A palavra tem muita força. Os Media portugueses, estabilizados num nível rastejante, ignoraram o maior feito do Presidente José Eduardo ao longo do seu mandato: a Derrota do regime racista de Pretória. E até acham que o líder político que enfrentou a coligação mais agressiva e reacionária do planeta (EUA, França, Reino Unido, Zaire de Mobutu, África do Sul do apartheid mais os restos dos fascistas portugueses agregados no Exército de Libertação de Portugal- ELP) foi um ditador. O Líder político que aceitou disputar o poder, em eleições multipartidárias, com uma unidade especial das forças armadas da África do Sul, a UNITA, foi um ditador.
Registei as palavras dessa gentalha. Dizem que quando o Presidente Agostinho Neto faleceu, “José Eduardo dos Santos tomou o poder” ou “José Eduardo dos Santos foi nomeado”. Estão a ver a falsificação? Não, não tomou o poder. Não, não foi nomeado. O Presidente José Eduardo foi eleito. Eleição.

= = = = =

• EXERCÍCIOS:
**A)** Enumere todos os membros da coligação que, segundo o texto, o líder político enfrentou.
**B)** Responda, com base no texto, às seguintes perguntas:
(i) Qual o maior feito do Presidente José Eduardo que os Media portugueses ignoraram?
(ii) Com que força o líder político aceitou disputar o poder em eleições multipartidárias?
(iii) Segundo o texto, de que modo o Presidente José Eduardo chegou ao poder?
**C)** Transcreva fielmente o trecho do texto que vai de "A palavra tem" até "UNITA, foi um ditador.".

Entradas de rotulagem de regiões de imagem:
= = = = =

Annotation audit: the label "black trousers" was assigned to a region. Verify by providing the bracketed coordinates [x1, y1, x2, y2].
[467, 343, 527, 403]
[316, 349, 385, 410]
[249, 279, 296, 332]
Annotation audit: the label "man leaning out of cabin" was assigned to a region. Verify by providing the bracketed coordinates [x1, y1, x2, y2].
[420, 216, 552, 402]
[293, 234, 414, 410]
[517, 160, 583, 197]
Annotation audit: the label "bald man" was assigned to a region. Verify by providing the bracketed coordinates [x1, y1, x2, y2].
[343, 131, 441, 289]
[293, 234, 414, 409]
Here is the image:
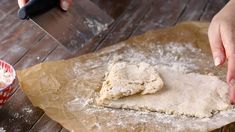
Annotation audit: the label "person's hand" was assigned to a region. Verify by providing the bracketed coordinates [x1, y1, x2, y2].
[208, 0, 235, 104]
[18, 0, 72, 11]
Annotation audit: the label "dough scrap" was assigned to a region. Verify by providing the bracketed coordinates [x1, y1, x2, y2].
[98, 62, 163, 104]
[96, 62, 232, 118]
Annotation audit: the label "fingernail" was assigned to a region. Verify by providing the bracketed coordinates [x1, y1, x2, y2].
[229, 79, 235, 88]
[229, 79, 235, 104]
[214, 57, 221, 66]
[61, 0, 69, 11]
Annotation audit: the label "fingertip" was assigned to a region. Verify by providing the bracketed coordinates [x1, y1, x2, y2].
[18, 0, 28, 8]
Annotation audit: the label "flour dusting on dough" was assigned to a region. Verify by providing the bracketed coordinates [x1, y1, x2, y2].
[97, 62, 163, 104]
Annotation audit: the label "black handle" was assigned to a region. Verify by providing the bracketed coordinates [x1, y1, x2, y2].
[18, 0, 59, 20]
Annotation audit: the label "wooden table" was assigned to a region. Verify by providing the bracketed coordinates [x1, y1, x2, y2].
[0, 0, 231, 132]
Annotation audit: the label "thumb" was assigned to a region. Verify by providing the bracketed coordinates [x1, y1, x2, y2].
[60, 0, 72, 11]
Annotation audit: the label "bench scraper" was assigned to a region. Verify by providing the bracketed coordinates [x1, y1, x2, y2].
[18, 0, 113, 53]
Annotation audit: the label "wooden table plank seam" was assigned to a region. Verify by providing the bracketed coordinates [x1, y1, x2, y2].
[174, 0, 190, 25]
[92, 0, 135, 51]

= = = = =

• RESULTADOS DO EXERCÍCIO:
**A)**
- EUA
- França
- Reino Unido
- Zaire de Mobutu
- África do Sul do apartheid
- Restos dos fascistas portugueses agregados no Exército de Libertação de Portugal (ELP)

**B)**
(i) A derrota do regime racista de Pretória.
(ii) Com a UNITA, uma unidade especial das forças armadas da África do Sul.
(iii) Foi eleito.

**C)**
A palavra tem muita força. Os Media portugueses, estabilizados num nível rastejante, ignoraram o maior feito do Presidente José Eduardo ao longo do seu mandato: a Derrota do regime racista de Pretória. E até acham que o líder político que enfrentou a coligação mais agressiva e reacionária do planeta (EUA, França, Reino Unido, Zaire de Mobutu, África do Sul do apartheid mais os restos dos fascistas portugueses agregados no Exército de Libertação de Portugal- ELP) foi um ditador. O Líder político que aceitou disputar o poder, em eleições multipartidárias, com uma unidade especial das forças armadas da África do Sul, a UNITA, foi um ditador.